Task goal:
Rewrite the rows below, changing "Request query" to "Search query" wherever it occurs and leaving everything else untouched.

++++

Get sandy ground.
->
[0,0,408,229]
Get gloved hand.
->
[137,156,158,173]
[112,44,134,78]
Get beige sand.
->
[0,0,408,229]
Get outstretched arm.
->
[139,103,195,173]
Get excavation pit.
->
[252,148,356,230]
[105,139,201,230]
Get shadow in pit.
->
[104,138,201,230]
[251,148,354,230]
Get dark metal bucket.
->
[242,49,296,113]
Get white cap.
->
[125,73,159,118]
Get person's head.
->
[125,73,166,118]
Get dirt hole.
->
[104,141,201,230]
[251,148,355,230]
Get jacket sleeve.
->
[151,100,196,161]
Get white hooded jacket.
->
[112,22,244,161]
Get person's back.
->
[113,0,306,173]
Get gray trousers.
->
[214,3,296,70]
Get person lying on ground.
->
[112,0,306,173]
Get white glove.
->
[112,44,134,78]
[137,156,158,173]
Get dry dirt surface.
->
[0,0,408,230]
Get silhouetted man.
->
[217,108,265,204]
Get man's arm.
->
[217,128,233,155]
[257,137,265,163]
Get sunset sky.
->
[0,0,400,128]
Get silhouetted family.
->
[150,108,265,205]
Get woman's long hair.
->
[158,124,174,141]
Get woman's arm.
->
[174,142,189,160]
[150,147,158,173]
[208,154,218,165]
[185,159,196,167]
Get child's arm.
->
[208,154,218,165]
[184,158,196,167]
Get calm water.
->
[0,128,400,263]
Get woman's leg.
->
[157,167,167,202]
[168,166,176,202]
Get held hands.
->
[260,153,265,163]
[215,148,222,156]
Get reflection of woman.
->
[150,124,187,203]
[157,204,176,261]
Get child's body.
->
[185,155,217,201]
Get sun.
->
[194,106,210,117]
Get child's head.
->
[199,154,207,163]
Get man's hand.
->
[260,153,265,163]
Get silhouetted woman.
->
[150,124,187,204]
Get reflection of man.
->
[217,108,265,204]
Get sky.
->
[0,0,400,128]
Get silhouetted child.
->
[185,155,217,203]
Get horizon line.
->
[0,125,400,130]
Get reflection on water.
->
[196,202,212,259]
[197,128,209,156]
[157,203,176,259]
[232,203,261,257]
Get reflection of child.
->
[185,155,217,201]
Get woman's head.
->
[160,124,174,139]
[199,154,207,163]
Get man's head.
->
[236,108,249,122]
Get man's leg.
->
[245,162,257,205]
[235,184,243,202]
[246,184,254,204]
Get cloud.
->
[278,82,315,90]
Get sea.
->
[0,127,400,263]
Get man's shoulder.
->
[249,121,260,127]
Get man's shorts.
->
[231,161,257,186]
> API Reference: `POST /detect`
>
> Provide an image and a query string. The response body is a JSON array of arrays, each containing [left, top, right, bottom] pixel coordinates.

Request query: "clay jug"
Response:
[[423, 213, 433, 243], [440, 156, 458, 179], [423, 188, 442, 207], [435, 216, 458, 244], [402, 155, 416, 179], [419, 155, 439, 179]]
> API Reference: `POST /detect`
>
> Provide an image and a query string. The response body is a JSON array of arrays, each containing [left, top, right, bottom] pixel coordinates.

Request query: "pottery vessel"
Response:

++++

Expected answer:
Get sandy ground.
->
[0,0,408,229]
Get gloved hand.
->
[137,156,158,173]
[112,44,134,78]
Get beige sand.
->
[0,0,408,229]
Get outstretched arm.
->
[139,103,195,173]
Get excavation pit.
->
[252,148,356,230]
[105,139,201,230]
Get shadow in pit.
->
[104,138,201,230]
[251,148,354,230]
Get dark metal bucket.
->
[242,49,296,113]
Get white cap.
->
[125,73,159,118]
Get person's head.
->
[125,73,166,118]
Get dirt hole.
->
[104,141,201,230]
[251,148,355,230]
Get jacket sleeve.
->
[151,100,196,161]
Get white hooded jacket.
->
[112,22,244,161]
Get person's back.
->
[113,0,306,173]
Get gray trousers.
->
[214,3,296,70]
Get person lying on ground.
->
[112,0,306,173]
Get white glove.
->
[112,44,134,78]
[137,156,158,173]
Get dry dirt surface.
->
[0,0,408,230]
Get silhouetted man.
->
[217,108,265,204]
Get man's arm.
->
[217,128,233,155]
[257,137,265,163]
Get sunset sky.
->
[0,0,400,128]
Get silhouetted family.
->
[150,108,265,205]
Get woman's long hair.
->
[158,124,174,141]
Get woman's arm.
->
[174,142,189,160]
[150,147,158,173]
[208,154,218,165]
[185,159,196,167]
Get child's arm.
->
[208,154,218,165]
[184,158,196,167]
Get calm water.
->
[0,128,400,263]
Get woman's leg.
->
[157,167,167,202]
[168,166,176,202]
Get held hands.
->
[260,153,265,163]
[215,148,222,156]
Get reflection of woman.
->
[150,124,187,203]
[157,204,176,261]
Get child's body.
->
[185,155,217,201]
Get sun.
->
[194,106,210,117]
Get child's head.
->
[199,154,207,163]
Get man's hand.
->
[260,153,265,163]
Get silhouetted woman.
->
[150,124,187,204]
Get reflection of man.
->
[217,108,265,204]
Get sky.
->
[0,0,400,128]
Get silhouetted child.
->
[185,155,217,203]
Get horizon line.
->
[0,125,400,130]
Get reflection on water.
->
[196,202,212,259]
[197,128,209,156]
[157,203,176,259]
[232,203,261,257]
Get reflection of child.
->
[185,155,217,201]
Get woman's head.
->
[160,124,174,139]
[199,154,207,163]
Get man's head.
->
[236,108,249,122]
Get man's leg.
->
[245,162,257,205]
[235,184,243,202]
[246,184,254,204]
Get cloud.
->
[278,82,315,90]
Get sea.
->
[0,127,400,263]
Get man's shoulder.
->
[249,121,260,127]
Get man's shorts.
->
[231,161,257,186]
> API Reference: `POST /detect`
>
> Provide an image and a query string. The response body is a JSON array of arrays, each containing [left, top, right, bottom] pixel coordinates.

Search query: "clay jug"
Response:
[[423, 213, 433, 243], [440, 156, 458, 179], [423, 188, 442, 207], [435, 216, 458, 244], [402, 155, 416, 179], [419, 155, 439, 179]]
> API Reference: `POST /detect`
>
> Provide an image and a query string. The response body is a JSON array of arrays, each containing [left, top, right, bottom] pixel coordinates.

Search query: "pottery vessel"
Response:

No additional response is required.